» WHAT THE EXERCISE ASKS:
Output all of the records below word for word, but leave out the pictures.

[Object location annotation data]
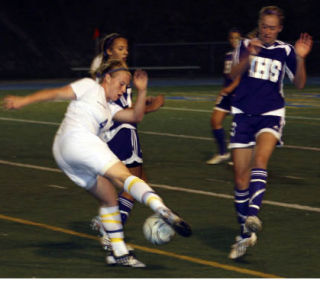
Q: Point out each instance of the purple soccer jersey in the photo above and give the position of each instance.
(261, 87)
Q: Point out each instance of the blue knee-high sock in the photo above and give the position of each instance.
(125, 207)
(257, 189)
(220, 138)
(241, 202)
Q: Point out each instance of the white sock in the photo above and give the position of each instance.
(111, 221)
(139, 189)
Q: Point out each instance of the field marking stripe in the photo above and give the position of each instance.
(181, 189)
(210, 111)
(142, 248)
(225, 196)
(153, 133)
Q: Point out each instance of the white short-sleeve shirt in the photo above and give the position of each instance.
(77, 149)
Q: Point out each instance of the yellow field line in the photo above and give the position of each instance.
(142, 248)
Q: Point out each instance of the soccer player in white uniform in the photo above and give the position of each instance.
(122, 138)
(223, 103)
(88, 161)
(258, 109)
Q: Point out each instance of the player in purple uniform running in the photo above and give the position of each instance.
(223, 103)
(122, 138)
(258, 109)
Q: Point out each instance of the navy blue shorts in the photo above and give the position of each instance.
(245, 129)
(223, 103)
(126, 146)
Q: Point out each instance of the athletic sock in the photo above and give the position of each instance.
(111, 221)
(125, 207)
(241, 201)
(257, 188)
(140, 191)
(220, 138)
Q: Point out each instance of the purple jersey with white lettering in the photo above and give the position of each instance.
(260, 90)
(228, 61)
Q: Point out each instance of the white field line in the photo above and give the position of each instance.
(180, 189)
(209, 111)
(152, 133)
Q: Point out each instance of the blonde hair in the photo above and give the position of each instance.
(272, 10)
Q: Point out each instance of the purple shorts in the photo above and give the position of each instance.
(223, 103)
(245, 129)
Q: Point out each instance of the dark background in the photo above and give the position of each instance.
(48, 38)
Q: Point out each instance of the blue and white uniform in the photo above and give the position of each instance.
(122, 138)
(258, 103)
(77, 148)
(223, 102)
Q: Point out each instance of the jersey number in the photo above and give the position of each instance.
(265, 68)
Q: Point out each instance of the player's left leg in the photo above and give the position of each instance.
(126, 201)
(142, 192)
(110, 220)
(218, 133)
(265, 145)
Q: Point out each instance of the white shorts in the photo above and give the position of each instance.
(82, 157)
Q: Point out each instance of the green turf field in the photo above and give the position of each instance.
(44, 217)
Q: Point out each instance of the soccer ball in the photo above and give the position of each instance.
(157, 231)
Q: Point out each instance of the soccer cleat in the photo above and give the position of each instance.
(128, 260)
(104, 239)
(253, 224)
(239, 248)
(218, 158)
(176, 222)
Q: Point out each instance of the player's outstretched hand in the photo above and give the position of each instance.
(303, 45)
(254, 46)
(140, 80)
(13, 102)
(154, 103)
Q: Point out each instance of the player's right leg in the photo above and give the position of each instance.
(242, 165)
(218, 133)
(143, 193)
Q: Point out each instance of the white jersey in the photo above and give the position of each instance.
(90, 112)
(77, 149)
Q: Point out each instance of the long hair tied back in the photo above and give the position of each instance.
(110, 67)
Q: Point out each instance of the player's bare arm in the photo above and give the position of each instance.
(16, 102)
(302, 47)
(253, 48)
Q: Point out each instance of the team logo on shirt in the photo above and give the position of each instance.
(265, 68)
(102, 124)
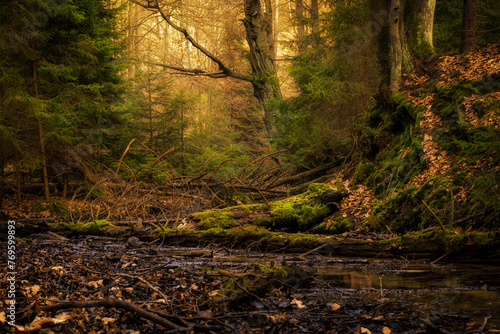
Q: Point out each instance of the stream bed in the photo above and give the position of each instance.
(331, 294)
(462, 289)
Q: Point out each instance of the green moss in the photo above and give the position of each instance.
(306, 241)
(94, 227)
(214, 232)
(57, 209)
(168, 232)
(214, 219)
(249, 232)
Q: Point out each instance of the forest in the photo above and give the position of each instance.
(227, 166)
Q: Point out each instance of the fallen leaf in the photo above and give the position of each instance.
(335, 307)
(299, 303)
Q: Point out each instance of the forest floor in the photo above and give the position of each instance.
(108, 285)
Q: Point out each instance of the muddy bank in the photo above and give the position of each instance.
(214, 289)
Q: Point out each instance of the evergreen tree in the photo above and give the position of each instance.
(60, 82)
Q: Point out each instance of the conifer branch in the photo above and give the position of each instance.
(224, 70)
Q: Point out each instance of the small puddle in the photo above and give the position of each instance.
(460, 289)
(471, 290)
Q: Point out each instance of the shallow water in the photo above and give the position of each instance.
(471, 290)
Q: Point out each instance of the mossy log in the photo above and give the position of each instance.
(297, 213)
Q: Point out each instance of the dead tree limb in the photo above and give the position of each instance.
(113, 303)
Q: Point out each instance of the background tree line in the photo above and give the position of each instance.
(216, 84)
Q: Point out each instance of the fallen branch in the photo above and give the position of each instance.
(113, 303)
(145, 282)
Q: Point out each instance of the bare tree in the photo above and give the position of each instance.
(259, 35)
(468, 38)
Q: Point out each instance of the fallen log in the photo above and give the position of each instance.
(297, 213)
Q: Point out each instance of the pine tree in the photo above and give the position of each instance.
(60, 82)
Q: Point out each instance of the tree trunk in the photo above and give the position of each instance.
(468, 38)
(45, 175)
(270, 30)
(419, 20)
(299, 13)
(315, 16)
(395, 35)
(265, 80)
(401, 35)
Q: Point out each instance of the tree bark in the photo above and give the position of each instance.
(265, 80)
(401, 34)
(299, 13)
(468, 38)
(42, 142)
(269, 16)
(419, 21)
(395, 35)
(315, 16)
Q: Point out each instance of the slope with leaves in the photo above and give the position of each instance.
(430, 154)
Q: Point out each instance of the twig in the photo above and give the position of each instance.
(302, 256)
(252, 295)
(439, 220)
(145, 282)
(441, 257)
(113, 303)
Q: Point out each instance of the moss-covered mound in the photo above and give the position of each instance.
(446, 174)
(297, 213)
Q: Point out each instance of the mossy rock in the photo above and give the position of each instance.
(299, 212)
(93, 227)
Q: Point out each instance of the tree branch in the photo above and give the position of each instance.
(224, 70)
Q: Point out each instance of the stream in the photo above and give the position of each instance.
(345, 292)
(462, 289)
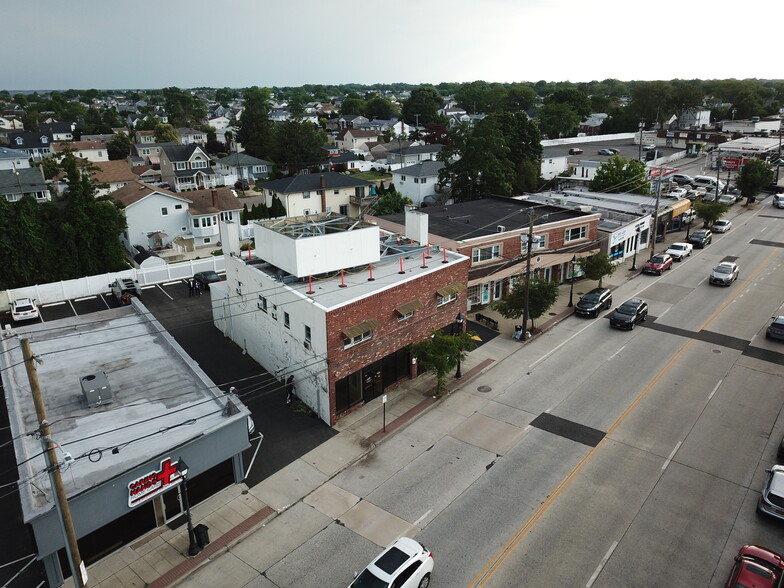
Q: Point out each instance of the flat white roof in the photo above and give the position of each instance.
(162, 399)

» CORRECT OUTPUT:
Q: Point out each instance of the purple soccer jersey in the photo above and give the position of each instance.
(261, 87)
Q: Point out each instance of the blue knee-high sock in the photo above and give the position of each instance.
(125, 207)
(257, 189)
(220, 138)
(241, 202)
Q: Point out each instance of the white sock in the photo above and give the position of each instance.
(111, 221)
(139, 189)
Q: Point out each instance of the field marking stripe in the photo above and give the position of each instance.
(181, 189)
(210, 111)
(142, 248)
(225, 196)
(153, 133)
Q: Point out each instance of the white short-sleeve shirt in the photo above and give the position of each instance.
(77, 149)
Q: Point out each instance of the yellow field line in the photo above and give the position of each instance.
(142, 248)
Q: Point out each instance of the soccer player in white uniform in the photo above and give the position of each instance.
(122, 138)
(223, 103)
(88, 161)
(258, 109)
Q: Point out each instance of the player in purple uniform running in the photo above and give the position of each instance.
(223, 103)
(122, 138)
(258, 109)
Q: Point out each instance of the navy blue shorts in the photo above and give the position of each instance.
(245, 129)
(223, 103)
(126, 146)
Q: Point out each instance of the athletic sock in the photo above and give the position of each instance.
(111, 221)
(125, 207)
(241, 201)
(257, 188)
(140, 191)
(220, 138)
Q: Point out each instance of the purple jersey with white lettering in the photo above and give the position of each instance.
(260, 90)
(228, 61)
Q: Point out each instance of the white field line in the photo above and give the position of each instance.
(180, 189)
(209, 111)
(152, 133)
Q: Point out each instance of the blonde hair in the photo above and give the position of each instance.
(272, 10)
Q: Point out each instance of the purple shorts in the photo above and give the position of each instance.
(223, 103)
(245, 129)
Q: Point out each instance of the dark background in the photo above and give the position of each instance.
(48, 38)
Q: Point out each instance of the blue and white uniform in the photo above and give the position of each instance.
(122, 138)
(258, 103)
(77, 148)
(223, 102)
Q: Point out each instance of the jersey number in the photo above and give the position of each instance.
(265, 68)
Q: Point out each instance of the player's left leg in the photo above and give the position of each instance.
(126, 201)
(142, 192)
(110, 220)
(218, 133)
(265, 145)
Q: Point out each instance of the white shorts in the photo above and give the position of each instance.
(82, 157)
Q: Point out each instance of the green turf field in the photo above and give the position of each instance.
(44, 217)
Q: Point out each instance of the soccer ball in the photo above and give the position of each instance.
(157, 231)
Q: Point out each instance of the soccer cleat in the photo above and give the position of each instance.
(128, 260)
(104, 239)
(253, 224)
(239, 248)
(218, 158)
(176, 222)
Q: Point out each instance of the player's outstretched hand in the photo above and give the position of each instance.
(303, 45)
(254, 46)
(140, 80)
(13, 102)
(154, 103)
Q: Point out each instance of the player's right leg in the photo above and give the position of each instance.
(242, 165)
(218, 133)
(143, 193)
Q: Point out each instance of the white jersey in the photo above and give the position of each instance.
(90, 112)
(77, 149)
Q: Point out each instance of the long hair tied back in the photo above and give the position of each instance.
(110, 67)
Q: Point out each instance of the player's bare arm in the photo above and give the position of each instance.
(16, 102)
(302, 47)
(253, 48)
Q: Point out each instance of the team logo on shirt in the photo above and give the position of each instance.
(265, 68)
(102, 124)
Q: Point out each instance of the stream bed in the photo above and give the position of each instance.
(331, 294)
(462, 289)
Q: Point out each instance of the green moss in the photo above and give the position of each instance.
(306, 241)
(94, 227)
(214, 232)
(57, 209)
(168, 232)
(214, 219)
(249, 232)
Q: Point out each instance of the forest in the photo above and give the position of each instance.
(227, 166)
Q: Point out each instance of the fallen leaf in the photo above and give the position of each instance.
(335, 307)
(299, 303)
Q: Point out each instance of the forest floor in the photo above and give the position of each instance.
(108, 285)
Q: Point out each instance of the muddy bank in the photo above and give the position of each instance.
(214, 289)
Q: Point out each instance of the evergreen tree in the photo above and give the position of each instance.
(60, 82)
Q: Point out each instance of the conifer branch in the photo above and give the position of each instance.
(224, 70)
Q: Point out each instance of the small puddle in the photo above and give the position of each instance.
(460, 289)
(471, 290)
Q: Point out each instance of the shallow water in the photo above and give the position of each instance.
(471, 290)
Q: Point out each instance of the mossy log in the photo above and give the position of each instance.
(297, 213)
Q: Point out each instance of the dead tree limb in the photo above and give the position of each instance.
(113, 303)
Q: Point out each instance of the background tree line in the photo above and give the position of each instance.
(216, 84)
Q: Point out each instance of the fallen branch in the photo above and give the position of each instance.
(113, 303)
(145, 282)
Q: Point out each instance of the bare tree in the photo above and give the position of each instance.
(259, 35)
(468, 38)
Q: Point out each instance of the fallen log in the photo above and give the position of each instance.
(297, 213)
Q: Point out each instance of the pine tree in the photo above and give the position of each instance.
(60, 82)
Q: Point out each instance of the tree trunk in the photo above and give the position of each instance.
(468, 38)
(45, 175)
(270, 30)
(419, 20)
(299, 13)
(315, 16)
(395, 35)
(265, 80)
(401, 35)
Q: Point out each instance of the tree bark in the photo above and give the position of each instance.
(265, 80)
(401, 34)
(299, 13)
(468, 38)
(42, 142)
(269, 16)
(419, 21)
(395, 35)
(315, 16)
Q: Point out each instance of the slope with leaves in the photo above and give the position of each instance.
(430, 154)
Q: Point out each instance of the twig in the photo above and give the position of each instance.
(302, 256)
(252, 295)
(439, 220)
(145, 282)
(441, 257)
(113, 303)
Q: Point out each instance of the moss-covered mound in the photo above and give the position of each instance.
(446, 174)
(297, 213)
Q: Point out each instance of the mossy rock in the photo above and give the position of each instance.
(299, 212)
(93, 227)
Q: Point out each instance of the tree branch in the photo above and give the position of each instance.
(224, 70)
Q: Point out each instance of the stream in the photo above and give the position of each instance.
(345, 292)
(462, 289)
Q: Point out each instance of the flat white roof in the photo above and give the position of each instance.
(162, 399)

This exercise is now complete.